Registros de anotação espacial

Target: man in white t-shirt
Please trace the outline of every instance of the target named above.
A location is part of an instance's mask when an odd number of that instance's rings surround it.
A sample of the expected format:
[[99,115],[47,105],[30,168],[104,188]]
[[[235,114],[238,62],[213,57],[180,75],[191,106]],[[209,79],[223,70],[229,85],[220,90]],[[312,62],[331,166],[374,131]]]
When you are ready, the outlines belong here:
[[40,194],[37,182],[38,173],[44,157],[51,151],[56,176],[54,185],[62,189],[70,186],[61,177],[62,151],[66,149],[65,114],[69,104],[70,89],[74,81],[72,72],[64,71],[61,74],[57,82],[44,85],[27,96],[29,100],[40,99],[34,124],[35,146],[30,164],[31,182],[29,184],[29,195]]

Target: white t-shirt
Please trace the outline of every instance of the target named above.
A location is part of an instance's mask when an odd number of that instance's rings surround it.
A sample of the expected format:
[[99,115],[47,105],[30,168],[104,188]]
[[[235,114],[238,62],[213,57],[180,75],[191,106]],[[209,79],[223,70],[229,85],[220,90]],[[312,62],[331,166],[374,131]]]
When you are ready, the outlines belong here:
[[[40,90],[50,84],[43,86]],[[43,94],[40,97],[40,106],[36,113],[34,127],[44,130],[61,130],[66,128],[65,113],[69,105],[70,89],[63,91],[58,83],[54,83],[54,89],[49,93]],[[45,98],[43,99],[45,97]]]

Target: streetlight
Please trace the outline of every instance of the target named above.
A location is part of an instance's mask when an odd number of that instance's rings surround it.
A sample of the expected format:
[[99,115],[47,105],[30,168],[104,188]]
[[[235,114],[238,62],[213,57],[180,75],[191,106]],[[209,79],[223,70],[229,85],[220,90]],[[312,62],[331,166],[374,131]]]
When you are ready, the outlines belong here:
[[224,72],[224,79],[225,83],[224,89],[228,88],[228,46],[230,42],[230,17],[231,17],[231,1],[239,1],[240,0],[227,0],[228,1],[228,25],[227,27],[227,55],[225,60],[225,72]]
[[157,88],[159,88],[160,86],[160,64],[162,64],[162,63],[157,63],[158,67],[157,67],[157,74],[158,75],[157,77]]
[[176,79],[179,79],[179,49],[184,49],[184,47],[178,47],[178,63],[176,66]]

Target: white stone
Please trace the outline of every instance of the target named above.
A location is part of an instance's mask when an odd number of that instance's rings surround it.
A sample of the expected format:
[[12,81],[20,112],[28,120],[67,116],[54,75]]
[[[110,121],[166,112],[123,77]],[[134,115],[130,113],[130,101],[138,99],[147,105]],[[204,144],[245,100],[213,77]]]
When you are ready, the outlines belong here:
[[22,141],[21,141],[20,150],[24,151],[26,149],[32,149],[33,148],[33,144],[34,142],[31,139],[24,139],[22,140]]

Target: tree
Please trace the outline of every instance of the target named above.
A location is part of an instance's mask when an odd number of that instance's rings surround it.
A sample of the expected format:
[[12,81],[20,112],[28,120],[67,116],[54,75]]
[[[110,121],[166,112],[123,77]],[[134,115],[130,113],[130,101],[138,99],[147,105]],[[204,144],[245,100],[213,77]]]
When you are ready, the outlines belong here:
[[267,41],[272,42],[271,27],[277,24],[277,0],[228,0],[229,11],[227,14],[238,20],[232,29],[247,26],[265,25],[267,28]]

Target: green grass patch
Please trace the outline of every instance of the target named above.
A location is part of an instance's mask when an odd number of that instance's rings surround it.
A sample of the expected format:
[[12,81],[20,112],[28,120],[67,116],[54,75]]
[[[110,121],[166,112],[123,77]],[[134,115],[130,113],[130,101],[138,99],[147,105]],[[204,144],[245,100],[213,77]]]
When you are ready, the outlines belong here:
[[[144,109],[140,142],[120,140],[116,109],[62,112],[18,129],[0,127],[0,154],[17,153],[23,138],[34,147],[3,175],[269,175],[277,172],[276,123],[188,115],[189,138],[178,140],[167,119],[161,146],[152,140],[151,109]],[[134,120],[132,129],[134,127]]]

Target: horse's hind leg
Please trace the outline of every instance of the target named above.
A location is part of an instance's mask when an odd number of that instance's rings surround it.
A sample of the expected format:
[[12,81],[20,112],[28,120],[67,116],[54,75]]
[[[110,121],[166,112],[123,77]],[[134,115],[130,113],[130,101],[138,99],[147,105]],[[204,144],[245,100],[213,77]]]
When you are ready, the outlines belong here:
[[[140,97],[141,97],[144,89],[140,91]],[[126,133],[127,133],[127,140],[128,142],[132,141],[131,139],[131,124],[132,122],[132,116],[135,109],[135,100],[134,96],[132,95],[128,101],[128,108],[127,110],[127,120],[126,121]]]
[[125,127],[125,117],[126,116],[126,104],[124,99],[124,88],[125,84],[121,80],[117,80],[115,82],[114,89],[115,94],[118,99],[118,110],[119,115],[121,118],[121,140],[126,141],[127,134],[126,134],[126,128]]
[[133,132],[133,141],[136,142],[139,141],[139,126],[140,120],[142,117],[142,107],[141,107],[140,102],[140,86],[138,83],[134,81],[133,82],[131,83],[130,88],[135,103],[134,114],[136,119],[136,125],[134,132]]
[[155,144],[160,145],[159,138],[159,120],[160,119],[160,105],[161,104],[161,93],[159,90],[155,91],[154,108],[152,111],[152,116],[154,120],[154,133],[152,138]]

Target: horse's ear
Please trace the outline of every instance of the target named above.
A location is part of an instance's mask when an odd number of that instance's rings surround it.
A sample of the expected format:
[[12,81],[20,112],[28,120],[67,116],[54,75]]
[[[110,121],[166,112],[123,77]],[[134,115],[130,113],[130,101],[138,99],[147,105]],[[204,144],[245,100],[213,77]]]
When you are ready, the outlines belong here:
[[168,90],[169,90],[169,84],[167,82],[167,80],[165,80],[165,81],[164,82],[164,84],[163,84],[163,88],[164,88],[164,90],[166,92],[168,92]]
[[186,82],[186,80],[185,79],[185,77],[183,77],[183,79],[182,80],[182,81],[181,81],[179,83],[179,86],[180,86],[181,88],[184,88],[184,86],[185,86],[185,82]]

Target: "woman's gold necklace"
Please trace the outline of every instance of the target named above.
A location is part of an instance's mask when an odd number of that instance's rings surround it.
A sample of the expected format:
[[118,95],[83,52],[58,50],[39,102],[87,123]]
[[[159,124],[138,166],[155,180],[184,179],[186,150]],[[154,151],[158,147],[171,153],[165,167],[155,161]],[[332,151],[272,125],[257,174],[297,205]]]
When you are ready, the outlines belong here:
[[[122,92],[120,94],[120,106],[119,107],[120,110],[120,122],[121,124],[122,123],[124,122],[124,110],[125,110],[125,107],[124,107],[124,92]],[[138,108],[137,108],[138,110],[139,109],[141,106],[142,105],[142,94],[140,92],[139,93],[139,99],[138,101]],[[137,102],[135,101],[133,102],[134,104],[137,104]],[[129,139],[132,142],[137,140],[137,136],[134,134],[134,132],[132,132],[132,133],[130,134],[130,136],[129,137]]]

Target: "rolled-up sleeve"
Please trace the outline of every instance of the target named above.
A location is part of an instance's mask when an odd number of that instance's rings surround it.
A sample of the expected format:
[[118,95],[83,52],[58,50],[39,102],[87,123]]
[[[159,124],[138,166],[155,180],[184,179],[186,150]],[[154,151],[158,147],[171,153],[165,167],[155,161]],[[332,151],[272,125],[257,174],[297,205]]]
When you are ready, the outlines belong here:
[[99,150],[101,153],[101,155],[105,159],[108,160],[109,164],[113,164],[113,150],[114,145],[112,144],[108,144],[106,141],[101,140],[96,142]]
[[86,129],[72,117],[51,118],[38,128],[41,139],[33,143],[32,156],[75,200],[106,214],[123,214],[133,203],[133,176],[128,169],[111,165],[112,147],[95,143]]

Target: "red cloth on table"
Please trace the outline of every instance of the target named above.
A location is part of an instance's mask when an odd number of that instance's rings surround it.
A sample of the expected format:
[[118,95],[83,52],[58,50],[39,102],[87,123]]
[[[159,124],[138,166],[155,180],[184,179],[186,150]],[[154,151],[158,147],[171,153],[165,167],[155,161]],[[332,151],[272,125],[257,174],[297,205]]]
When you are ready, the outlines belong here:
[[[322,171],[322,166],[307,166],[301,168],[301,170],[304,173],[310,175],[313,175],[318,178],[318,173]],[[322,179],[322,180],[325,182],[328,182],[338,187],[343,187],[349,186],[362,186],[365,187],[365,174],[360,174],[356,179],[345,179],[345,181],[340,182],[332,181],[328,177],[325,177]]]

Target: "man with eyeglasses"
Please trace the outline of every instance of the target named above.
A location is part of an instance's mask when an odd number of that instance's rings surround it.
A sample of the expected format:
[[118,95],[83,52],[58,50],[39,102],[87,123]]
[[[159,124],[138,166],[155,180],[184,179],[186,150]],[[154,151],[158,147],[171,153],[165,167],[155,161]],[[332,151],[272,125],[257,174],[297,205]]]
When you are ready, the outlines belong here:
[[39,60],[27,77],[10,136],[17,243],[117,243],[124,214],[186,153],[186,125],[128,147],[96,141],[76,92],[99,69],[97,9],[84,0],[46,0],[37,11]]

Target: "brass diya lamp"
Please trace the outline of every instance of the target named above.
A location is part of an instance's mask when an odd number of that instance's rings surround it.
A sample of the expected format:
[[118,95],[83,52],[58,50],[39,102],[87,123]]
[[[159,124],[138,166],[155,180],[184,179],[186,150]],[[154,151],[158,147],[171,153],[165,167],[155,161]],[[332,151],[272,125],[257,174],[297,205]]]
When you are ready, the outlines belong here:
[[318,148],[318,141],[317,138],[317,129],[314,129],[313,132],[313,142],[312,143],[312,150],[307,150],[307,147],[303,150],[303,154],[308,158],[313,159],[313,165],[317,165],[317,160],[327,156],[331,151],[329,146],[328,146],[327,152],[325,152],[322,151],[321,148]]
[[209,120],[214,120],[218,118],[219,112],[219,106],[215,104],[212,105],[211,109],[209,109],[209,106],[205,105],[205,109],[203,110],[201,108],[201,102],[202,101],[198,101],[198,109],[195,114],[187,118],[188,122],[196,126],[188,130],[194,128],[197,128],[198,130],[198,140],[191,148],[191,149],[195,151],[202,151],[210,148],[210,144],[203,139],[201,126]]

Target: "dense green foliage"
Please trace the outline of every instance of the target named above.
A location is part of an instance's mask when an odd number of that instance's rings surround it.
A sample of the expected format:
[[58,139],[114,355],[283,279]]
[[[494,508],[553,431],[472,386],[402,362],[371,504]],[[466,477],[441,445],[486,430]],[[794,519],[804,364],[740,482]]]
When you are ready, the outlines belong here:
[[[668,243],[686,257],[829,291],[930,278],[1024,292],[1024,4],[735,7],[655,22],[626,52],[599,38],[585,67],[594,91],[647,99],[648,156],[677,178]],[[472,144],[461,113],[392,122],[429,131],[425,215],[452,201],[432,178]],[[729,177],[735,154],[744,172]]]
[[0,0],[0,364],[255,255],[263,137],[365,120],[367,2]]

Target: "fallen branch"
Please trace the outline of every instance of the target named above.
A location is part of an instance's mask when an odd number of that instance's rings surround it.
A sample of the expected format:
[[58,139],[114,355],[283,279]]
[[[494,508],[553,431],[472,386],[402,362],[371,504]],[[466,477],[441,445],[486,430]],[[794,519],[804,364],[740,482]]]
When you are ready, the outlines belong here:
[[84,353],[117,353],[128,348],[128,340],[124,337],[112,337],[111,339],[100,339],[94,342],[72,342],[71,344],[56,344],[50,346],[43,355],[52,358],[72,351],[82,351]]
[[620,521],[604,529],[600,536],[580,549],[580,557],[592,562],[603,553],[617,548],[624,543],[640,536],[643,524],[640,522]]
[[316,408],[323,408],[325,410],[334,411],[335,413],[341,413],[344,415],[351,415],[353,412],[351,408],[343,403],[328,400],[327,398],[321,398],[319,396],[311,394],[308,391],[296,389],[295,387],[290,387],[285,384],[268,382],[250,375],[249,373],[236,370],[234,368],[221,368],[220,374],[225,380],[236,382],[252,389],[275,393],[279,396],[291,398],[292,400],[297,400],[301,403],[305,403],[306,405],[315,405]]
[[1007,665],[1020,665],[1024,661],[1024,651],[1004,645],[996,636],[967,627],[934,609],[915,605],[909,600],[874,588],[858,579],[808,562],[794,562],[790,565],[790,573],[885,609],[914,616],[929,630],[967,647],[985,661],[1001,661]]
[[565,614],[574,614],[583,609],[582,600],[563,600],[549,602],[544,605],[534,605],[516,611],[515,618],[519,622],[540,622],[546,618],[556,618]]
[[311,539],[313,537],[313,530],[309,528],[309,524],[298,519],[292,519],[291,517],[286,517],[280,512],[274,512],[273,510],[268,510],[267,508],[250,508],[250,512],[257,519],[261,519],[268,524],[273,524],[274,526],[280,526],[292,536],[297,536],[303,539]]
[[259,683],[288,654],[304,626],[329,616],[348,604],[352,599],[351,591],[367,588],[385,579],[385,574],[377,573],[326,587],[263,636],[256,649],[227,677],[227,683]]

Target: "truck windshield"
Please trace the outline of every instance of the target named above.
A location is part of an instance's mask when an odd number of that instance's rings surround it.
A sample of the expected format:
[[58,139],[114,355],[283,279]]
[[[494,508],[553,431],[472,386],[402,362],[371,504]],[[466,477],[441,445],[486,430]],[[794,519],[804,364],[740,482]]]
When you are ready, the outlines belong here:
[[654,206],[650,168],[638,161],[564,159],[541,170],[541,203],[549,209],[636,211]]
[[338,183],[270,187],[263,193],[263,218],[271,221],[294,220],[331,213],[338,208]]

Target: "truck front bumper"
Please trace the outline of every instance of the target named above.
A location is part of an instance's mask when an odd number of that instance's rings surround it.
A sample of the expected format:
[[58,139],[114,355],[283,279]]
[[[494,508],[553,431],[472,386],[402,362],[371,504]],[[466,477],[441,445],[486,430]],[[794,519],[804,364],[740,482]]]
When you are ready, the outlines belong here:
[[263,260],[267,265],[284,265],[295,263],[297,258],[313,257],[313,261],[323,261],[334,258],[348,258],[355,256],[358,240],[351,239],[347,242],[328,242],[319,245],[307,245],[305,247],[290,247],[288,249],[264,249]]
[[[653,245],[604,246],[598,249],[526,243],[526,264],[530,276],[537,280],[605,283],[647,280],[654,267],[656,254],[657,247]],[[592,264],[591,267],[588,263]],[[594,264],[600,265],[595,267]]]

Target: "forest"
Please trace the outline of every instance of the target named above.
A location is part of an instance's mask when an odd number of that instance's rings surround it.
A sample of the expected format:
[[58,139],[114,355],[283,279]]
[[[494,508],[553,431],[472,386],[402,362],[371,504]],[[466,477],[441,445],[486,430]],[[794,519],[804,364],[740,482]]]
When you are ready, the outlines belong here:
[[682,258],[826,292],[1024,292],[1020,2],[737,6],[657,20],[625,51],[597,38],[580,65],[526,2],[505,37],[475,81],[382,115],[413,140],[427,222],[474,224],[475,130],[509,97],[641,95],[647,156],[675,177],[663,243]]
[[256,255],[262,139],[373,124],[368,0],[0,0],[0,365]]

→ **Objetivo**:
Localize nos dados acima todas as linhas em que aparece a sequência "truck" e transcreva cada uma delas integralmente. Diferencie maiúsculas de minúsculas.

→ **Em resposta**:
Target: "truck windshield"
Target: "truck front bumper"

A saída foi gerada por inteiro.